▶ REQUEST
Arrange the items below as a two-column CSV with the header row "instruction" and "points", giving one row per item. Put each item's text and its answer in one quoted field each, replace line breaks with spaces, and leave out the pictures.
═══
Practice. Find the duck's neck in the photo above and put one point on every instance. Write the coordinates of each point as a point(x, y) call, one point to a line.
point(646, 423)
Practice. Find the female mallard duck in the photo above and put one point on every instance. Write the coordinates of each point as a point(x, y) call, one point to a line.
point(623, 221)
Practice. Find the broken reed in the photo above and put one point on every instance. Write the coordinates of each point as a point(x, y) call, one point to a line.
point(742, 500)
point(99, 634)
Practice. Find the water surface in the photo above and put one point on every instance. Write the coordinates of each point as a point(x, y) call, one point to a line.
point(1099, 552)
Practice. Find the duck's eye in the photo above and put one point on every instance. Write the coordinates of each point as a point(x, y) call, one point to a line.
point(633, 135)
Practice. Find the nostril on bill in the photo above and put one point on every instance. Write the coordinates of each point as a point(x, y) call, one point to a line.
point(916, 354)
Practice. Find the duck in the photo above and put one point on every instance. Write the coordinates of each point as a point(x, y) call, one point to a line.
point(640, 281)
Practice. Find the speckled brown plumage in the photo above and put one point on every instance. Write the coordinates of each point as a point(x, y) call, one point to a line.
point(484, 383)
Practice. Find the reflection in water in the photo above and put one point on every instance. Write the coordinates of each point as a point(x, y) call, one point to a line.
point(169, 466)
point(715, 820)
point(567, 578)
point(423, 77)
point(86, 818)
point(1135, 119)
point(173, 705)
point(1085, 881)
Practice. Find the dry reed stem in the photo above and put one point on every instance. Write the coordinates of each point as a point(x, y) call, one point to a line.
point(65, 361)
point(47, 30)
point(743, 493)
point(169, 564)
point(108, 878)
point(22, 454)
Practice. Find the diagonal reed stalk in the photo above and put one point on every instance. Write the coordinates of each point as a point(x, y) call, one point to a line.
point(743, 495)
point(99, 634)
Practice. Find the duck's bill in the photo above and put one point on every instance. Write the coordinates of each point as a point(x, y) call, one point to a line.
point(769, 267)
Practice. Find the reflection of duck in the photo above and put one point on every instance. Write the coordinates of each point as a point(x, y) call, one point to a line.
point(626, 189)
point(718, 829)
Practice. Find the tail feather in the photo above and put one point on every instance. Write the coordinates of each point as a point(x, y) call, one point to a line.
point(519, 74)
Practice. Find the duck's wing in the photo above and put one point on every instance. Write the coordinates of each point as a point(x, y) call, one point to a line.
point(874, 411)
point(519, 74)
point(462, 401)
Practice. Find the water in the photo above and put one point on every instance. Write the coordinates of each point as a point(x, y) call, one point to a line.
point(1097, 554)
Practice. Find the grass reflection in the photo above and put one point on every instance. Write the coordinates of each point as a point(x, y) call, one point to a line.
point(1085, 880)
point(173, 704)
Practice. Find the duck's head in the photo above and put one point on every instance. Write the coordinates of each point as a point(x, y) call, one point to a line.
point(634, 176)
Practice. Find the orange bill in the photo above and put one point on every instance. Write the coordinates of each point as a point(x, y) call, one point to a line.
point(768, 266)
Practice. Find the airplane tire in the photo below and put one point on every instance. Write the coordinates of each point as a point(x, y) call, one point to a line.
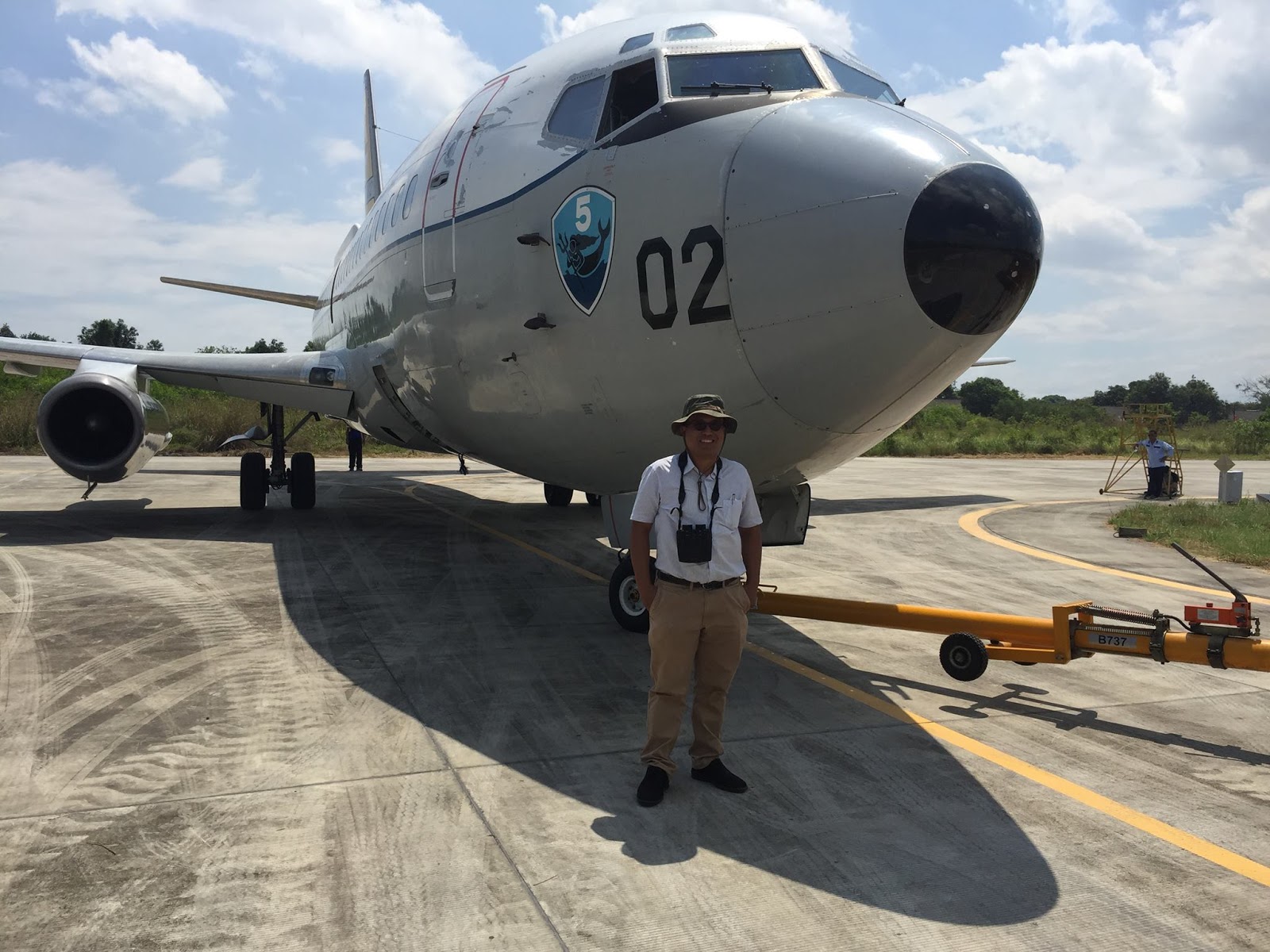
point(624, 600)
point(556, 495)
point(304, 482)
point(963, 657)
point(253, 482)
═══
▶ RESULT OF THE TASK
instruction,points
"Practice. Find the duck's neck in the photo above and put one point on every instance. Write the coordinates of each point as a point(x, y) call, one point to a line.","point(646, 423)"
"Practice. Find the female mallard duck in the photo above and put one point on every instance. Write the coordinates of each point as a point(x, y) call, one point to a line.","point(623, 221)"
"Practice. Find the broken reed in the photo above and put one point on every instance. Write the coordinates of each point as a point(x, y) call, one point to a line.","point(742, 500) point(99, 634)"
"Practice. Find the water surface in the photo above and put one point on every instance. Write the coordinates of each point as a point(x, y) call, one point to a line.","point(1099, 552)"
"Practice. Find the duck's eye in the photo above and put one point on every instance. Write the coordinates of each point as a point(x, y) call, one point to a line.","point(633, 135)"
"Practice. Find the nostril on bill in the photo above and put one point on every instance. Write the coordinates of each point as a point(x, y) call, one point to a line.","point(916, 354)"
"Practice. Find the duck in the photo above and put one point on every instance. Write the coordinates of each point as a point(x, y) call, one point to a line.","point(640, 281)"
"Practice. Find the speckled brown plumage in the photo above and put one point on every instance. Write the coordinates of each point as a point(x, y) call, one point to a line.","point(484, 383)"
"Practice. Find the reflection in water in the photo above and put one point on every instance. Write the coordinates of each point as a point(x, y) call, one point to a line.","point(169, 466) point(715, 820) point(567, 578) point(423, 77) point(86, 818) point(1135, 119) point(173, 705) point(1085, 881)"
"Practice. Find the dry reed stem in the photo above and put one point on every instance. Write the coordinates of each point as a point(x, y) call, one point to a line.","point(65, 361) point(47, 30) point(743, 493) point(169, 564) point(108, 878) point(22, 454)"
"Practice. Find the diagonal reed stalk in the photo above and put one point on every instance. Write the coordinates of each point as a point(x, y) call, one point to a line.","point(743, 495) point(99, 634)"
"Practice. Find the duck's bill in the photo above and put one point on every instance. Write the coordinates of each point as a point(x, y) call, one point to a line.","point(769, 267)"
"Practice. Find the reflection of duck in the photo above and put one point on every instance. Write the coordinates of each point as a point(x, y) call, one point to a line.","point(626, 189) point(718, 829)"
"Practice. Find the tail feather in the photo above and put one point on every instance. Write the coordinates of each point as a point(x, y) call, one point to a line.","point(519, 74)"
"Practice. Find the duck's wing in the photo above and put one point on every instance. Write the coordinates of each point as a point(x, y) call, one point to a line.","point(874, 411) point(519, 74) point(462, 401)"
"Practice. Find the water in the photo above and put one point on every instance. Write the coordinates of each point as a point(x, y) call, one point to a line.","point(1097, 554)"
"Practice. Find the grass reflection in the photo above and put one point on every instance. Write the coordinates of each point as a point(x, y) call, one point to a line.","point(1085, 880) point(173, 704)"
"Practice. Find the duck's head in the photo above and put one point on every instance. Write the coordinates of each point as a point(x, y) call, one point to a line.","point(634, 176)"
"Practice. Find the orange bill in the photo above and put one point on every instance. Write the coordinates of each point as a point(x, y) call, one point to a line.","point(768, 266)"
"Practice. Find the airplane tire in the photo below and put one point on every instance. Write the coordinates of each point as a point(x, y) call, one point to a line.","point(624, 600) point(556, 495) point(304, 482) point(963, 657) point(253, 482)"